▶ Directive
Write out all of the lines below again, keeping the request line as it is, and multiply every coordinate in the answers by 0.8, rounding each result to a whole number with halves rounded up.

>> start Supplied entries

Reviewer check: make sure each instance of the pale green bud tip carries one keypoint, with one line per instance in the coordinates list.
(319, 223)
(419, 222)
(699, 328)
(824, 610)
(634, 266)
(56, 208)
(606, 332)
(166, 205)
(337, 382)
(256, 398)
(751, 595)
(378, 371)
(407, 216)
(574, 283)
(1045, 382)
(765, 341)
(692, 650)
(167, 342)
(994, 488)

>> end Supplied entries

▶ Exercise response
Reviewer check: make sure each instance of the pale green bud tip carries one keypoint, with one line per instance in the coordinates list.
(255, 178)
(335, 178)
(559, 262)
(659, 488)
(507, 213)
(45, 166)
(485, 266)
(133, 164)
(270, 306)
(205, 318)
(601, 476)
(302, 297)
(326, 173)
(459, 226)
(836, 306)
(612, 273)
(554, 520)
(134, 274)
(795, 390)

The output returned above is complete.